Overlapping genes severely restricts the adaptability of mutations

A very interesting side effect of overlapping genes is highlighted in the following paper.

"Overlapping genes represent a fascinating evolutionary puzzle, since they encode two functionally unrelated proteins from the same DNA sequence."

"The second particularly interesting feature of overlapping genes is that they represent a clear example of adaptive conflict. Indeed, they simultaneously encode two proteins whose freedom to change is constrained by each other which would be expected to severely reduce the ability of the virus to adapt"

Having two codes written within the same data string prevent mutational changes to one gene from being selected by an evolutionary process.
Why? because no matter how beneficial such a mutational change may be to the first gene it would almost certainly damage the second gene, and thus  "
severely reduce the ability of the virus to adapt"

Overlapping (or sometimes called nested) genes, are a stunningly clever  innovation which without question reduce the genome's file size and improve replication speeds, but are in fact a major obstacle to evolutionary development.

--- Exercise data ---
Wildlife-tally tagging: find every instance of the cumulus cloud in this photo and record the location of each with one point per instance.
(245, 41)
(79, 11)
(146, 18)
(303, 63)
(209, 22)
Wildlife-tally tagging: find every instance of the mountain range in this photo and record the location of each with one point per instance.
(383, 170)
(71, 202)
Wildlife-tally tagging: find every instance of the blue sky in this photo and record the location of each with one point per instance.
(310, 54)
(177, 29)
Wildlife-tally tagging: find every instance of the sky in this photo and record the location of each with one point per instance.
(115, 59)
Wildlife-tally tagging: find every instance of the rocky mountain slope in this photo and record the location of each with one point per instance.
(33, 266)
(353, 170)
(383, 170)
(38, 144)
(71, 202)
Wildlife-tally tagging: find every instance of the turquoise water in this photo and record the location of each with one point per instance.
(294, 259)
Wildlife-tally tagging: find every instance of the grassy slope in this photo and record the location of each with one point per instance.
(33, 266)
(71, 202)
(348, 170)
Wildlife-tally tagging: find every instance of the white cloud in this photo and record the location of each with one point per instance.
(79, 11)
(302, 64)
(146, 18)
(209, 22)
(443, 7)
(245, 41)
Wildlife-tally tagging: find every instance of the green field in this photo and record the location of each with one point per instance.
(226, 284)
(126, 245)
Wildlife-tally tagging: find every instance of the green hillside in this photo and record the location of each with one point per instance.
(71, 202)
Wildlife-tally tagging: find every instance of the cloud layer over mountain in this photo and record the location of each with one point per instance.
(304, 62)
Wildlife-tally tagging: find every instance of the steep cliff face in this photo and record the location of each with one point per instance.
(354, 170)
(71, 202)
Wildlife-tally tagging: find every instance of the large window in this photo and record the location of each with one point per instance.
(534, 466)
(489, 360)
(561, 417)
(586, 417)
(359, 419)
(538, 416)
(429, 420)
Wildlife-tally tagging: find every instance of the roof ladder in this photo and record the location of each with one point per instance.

--- Problem 1 ---
According to the text on overlapping genes, what do overlapping genes encode from the same DNA sequence?
--- Problem 2 ---
Write a continuation of the text on overlapping genes, starting after its last sentence.

--- Expected output 1 ---
Two functionally unrelated proteins.

--- Expected output 2 ---
There is however much more to this problem that we have covered so far.
Researchers have also discovered that DNA is also written in two separate languages.

Two languages in use nested within same data string


Scientists from the university of Washington  were
stunned to discover that genomes use the genetic code to write two separate languages.
One describes how proteins are made, and the other instructs the cell on how genes are controlled. One language is written on top of the other, which is why the second language remained hidden for so long."

“For over 40 years we have assumed that DNA changes affecting the genetic code solely impact how proteins are made … Now we know that this basic assumption about reading the human genome missed half of the picture. These new findings highlight that DNA is an incredibly powerful information storage device, which nature has fully exploited in unexpected ways.”

"The genetic code uses a 64-letter alphabet called codons. The UW team discovered that some codons, which they called “duons,” can have two meanings, one related to protein sequence, and one related to gene control."

"We found that ~15% of human codons are dual-use codons (“duons”) that simultaneously specify both amino acids and TF recognition sites"

Please note, this discovery of two separate nested languages imbedded into the same data string is an additional level of complex coding to the previously discussed overlapping genes that are written in the same language. In fact, researchers have discovered that DNA is supremely optimised to carry multiple layers of additional information at the same time.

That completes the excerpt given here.